= Task to complete =
Please return every line below that contains the string "positive".

Saved entries:

+-------+

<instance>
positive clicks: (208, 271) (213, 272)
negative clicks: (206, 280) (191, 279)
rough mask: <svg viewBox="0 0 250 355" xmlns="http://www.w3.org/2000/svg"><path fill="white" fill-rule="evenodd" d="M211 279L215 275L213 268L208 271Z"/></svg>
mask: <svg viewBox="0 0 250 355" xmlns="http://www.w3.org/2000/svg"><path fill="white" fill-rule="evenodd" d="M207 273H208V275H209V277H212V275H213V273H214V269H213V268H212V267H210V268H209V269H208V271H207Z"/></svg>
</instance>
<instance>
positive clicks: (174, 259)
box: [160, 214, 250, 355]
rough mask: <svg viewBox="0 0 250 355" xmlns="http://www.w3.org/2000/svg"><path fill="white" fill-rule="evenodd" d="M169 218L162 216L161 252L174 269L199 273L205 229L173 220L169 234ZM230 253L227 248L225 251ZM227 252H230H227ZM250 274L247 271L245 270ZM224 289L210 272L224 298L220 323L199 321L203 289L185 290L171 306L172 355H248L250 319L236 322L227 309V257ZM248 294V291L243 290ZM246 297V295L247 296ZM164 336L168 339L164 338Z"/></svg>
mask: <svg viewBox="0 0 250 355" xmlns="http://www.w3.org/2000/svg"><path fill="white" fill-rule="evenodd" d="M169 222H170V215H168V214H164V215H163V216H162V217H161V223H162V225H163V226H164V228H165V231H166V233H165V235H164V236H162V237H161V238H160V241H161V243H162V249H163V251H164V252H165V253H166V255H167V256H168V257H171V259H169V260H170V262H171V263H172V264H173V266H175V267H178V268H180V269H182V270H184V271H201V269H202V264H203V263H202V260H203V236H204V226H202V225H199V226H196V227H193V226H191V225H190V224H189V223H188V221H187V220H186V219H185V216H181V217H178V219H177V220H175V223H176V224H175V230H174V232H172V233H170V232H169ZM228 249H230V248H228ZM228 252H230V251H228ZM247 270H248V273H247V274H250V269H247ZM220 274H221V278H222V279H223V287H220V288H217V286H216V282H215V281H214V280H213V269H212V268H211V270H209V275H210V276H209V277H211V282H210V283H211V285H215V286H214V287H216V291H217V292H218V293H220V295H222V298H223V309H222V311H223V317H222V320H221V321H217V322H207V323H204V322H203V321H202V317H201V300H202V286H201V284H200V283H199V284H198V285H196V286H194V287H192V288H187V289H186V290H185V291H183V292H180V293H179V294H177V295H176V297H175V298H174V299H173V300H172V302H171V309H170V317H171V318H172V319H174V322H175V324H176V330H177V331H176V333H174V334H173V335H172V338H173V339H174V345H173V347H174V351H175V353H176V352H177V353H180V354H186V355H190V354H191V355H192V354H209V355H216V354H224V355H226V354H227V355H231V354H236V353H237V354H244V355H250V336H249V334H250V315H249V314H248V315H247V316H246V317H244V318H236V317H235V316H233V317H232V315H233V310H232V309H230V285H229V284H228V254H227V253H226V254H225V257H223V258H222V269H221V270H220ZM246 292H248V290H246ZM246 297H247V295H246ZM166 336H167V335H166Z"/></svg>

+-------+

= Solution for this task =
positive clicks: (208, 271) (213, 272)
positive clicks: (174, 259)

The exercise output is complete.